** Work order **
Copy word for word the stretch of the retail survey article from "The report also" through "meeting consumers’ needs.".

While retailers think several shopping features like chatbots are helpful, many shoppers disagree, a new study finds.

New research shows that retailers could improve on executing on new innovations in e-commerce. For example, 79% of retail executives believe chatbots are meeting consumer needs, according to an Oracle NetSuite survey of 1,200 consumers and 400 retail executives released in January. However, consumers disagree. Two thirds (66%) of consumers disagree, with many saying that chatbots are more damaging to the shopping experience than helpful.

It’s a similar tale with stores and social media. For example, 73% of retail executives believe that the overall environment in retail stores has become more inviting in the past five years. However, only 45% of consumers agree. And 19% of shoppers think stores have become less inviting.

Additionally, almost all (98%) of retail executives think that engaging with customers on social media is important to building stronger relationships with them, while only 12% of consumers think it has a significant impact on the way they think or feel about a brand.

Consumers also want better personalization—and some are willing to pay for it. 80% of consumers do not feel they are provided with a personalized shopping experience both in-store and online, despite almost half of consumers (42%)—and almost two thirds of millennials (63%)—noting that they would pay more for improved personalization, according to the study.


The Oracle NetSuite research suggests retailers might need help in implementing more complex e-commerce technologies. For example, only 11% of retail executives believe that their staff has the tools and information needed to give consumers a personalized experience. That suggests there is a gap between consumer demand for improved personalization and retailers’ ability to deliver on it.

The report also finds:

  • 80% of retail executives believe that consumers would feel more welcome if in-store staff interacted with them more. But fewer than half (46%) of consumers agree, and 28% say they would feel more annoyed if store staff did so.
  • 58% of consumers are uncomfortable with the way stores use technology to improve personalization in their shopping experience, and 45% reported negative emotions when they receive personalized offers online.
  • 53% of shoppers felt negative emotions the last time they visited a store.
  • Nearly all (90%) retail executives are not confident that the use of advanced technologies to customize the shopping experience is meeting consumers’ needs.
  • 79% of retailer executives believe having virtual reality and artificial intelligence in stores will increase sales. However, only 14% of consumers believe the technologies will have a significant impact on their purchase decisions.
  • Almost all (98%) retail executives believe VR and AI will increase foot traffic. Meanwhile, 48% of consumers do not think VR or AI would have any impact on how likely they are to go into a store.
  • Nearly all (97%) of consumers agree there is a need to go into a physical store to purchase items and the majority (70%) believe the most appealing retail stores have features that simplify and streamline the shopping experience.
  • The top features attracting consumers to physical stores are: options consistent with those online (36% selected this answer), simpler store layouts (35%), staff’s ability to place orders on mobile devices (29%) and in-store kiosks that allow consumers to purchase products that are unavailable in store (23%).
  • The top technology advancements that consumers want to utilize when shopping in a store or online are self-checkout kiosks (38%), virtual reality try-on (23%) and mobile payments (15%). Only 5% of consumers selected robots and chatbots as the technologies they most want to utilize.

** Dataset extract **
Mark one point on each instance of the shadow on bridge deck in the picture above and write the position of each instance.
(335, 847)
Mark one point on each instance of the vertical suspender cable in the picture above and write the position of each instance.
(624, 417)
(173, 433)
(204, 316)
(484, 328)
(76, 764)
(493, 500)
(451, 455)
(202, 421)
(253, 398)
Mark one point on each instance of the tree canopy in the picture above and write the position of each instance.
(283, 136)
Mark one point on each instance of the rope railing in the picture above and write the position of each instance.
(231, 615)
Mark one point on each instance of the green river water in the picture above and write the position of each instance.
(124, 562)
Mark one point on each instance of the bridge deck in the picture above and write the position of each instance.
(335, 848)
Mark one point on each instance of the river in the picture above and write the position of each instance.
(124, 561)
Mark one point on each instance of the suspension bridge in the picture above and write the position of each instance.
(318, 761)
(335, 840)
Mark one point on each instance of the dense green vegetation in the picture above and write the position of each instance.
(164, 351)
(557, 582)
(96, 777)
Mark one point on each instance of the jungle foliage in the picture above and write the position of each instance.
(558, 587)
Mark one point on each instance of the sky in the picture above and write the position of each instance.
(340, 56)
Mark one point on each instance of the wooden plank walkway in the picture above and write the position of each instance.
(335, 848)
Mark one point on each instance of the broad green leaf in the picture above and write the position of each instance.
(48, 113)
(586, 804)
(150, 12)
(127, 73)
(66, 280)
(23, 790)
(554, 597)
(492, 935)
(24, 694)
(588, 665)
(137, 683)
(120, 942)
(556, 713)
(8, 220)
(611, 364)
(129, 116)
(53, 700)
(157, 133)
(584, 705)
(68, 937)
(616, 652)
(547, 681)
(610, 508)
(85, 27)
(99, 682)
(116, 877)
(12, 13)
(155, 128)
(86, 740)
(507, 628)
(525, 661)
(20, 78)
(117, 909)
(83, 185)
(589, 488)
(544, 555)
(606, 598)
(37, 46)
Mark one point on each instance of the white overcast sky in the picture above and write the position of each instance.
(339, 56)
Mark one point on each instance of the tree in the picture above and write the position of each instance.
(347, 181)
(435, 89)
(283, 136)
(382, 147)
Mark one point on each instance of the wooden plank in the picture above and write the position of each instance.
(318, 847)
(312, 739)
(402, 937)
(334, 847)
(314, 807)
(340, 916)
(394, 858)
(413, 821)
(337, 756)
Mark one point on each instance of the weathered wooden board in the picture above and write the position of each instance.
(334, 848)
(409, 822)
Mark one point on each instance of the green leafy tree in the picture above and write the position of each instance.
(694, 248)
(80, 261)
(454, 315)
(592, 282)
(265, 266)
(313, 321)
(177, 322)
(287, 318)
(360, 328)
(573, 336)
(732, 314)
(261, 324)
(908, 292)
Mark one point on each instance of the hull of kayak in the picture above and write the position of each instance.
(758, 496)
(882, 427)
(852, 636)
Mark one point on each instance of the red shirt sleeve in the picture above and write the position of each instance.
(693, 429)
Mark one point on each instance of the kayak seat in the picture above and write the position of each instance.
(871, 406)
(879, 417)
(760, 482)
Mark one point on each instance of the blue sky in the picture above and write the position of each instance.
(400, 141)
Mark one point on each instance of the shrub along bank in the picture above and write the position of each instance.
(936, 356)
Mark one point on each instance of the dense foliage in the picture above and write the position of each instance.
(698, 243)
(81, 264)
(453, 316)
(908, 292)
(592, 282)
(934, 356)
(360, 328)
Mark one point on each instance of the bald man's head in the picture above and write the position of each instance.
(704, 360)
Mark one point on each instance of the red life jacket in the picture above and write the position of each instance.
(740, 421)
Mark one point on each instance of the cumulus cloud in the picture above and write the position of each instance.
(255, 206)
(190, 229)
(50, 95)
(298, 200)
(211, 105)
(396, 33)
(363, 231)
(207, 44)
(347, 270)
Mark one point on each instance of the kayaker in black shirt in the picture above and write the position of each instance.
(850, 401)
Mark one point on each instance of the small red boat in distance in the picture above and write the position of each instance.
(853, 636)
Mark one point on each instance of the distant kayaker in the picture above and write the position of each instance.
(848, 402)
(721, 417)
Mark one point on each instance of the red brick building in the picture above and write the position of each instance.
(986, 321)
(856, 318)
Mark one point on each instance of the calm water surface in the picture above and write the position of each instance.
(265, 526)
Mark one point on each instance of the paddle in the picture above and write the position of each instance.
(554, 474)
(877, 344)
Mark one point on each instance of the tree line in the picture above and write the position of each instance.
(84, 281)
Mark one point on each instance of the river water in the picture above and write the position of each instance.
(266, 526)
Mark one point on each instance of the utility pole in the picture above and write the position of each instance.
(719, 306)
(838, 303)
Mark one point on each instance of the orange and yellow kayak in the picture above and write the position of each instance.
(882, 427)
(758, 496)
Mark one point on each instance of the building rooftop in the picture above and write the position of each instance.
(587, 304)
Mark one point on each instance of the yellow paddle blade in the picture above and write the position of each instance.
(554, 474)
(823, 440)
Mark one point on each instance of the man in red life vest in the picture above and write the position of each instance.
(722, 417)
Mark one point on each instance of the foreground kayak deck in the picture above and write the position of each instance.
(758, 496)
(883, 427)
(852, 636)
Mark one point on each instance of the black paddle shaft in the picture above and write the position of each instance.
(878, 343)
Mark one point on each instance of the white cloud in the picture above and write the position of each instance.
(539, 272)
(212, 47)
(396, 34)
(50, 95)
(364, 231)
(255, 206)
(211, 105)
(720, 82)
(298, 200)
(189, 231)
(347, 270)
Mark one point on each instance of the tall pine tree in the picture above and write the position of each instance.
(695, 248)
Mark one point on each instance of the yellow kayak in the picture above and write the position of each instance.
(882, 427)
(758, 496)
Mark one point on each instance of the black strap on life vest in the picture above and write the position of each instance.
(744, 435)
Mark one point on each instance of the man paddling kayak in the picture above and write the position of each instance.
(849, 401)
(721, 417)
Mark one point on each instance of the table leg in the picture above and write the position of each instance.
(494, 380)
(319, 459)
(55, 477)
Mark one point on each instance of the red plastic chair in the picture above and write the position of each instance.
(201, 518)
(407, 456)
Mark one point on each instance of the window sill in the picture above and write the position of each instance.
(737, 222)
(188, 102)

** Output for this task **
The report also finds:

  • 80% of retail executives believe that consumers would feel more welcome if in-store staff interacted with them more. But fewer than half (46%) of consumers agree, and 28% say they would feel more annoyed if store staff did so.
  • 58% of consumers are uncomfortable with the way stores use technology to improve personalization in their shopping experience, and 45% reported negative emotions when they receive personalized offers online.
  • 53% of shoppers felt negative emotions the last time they visited a store.
  • Nearly all (90%) retail executives are not confident that the use of advanced technologies to customize the shopping experience is meeting consumers’ needs.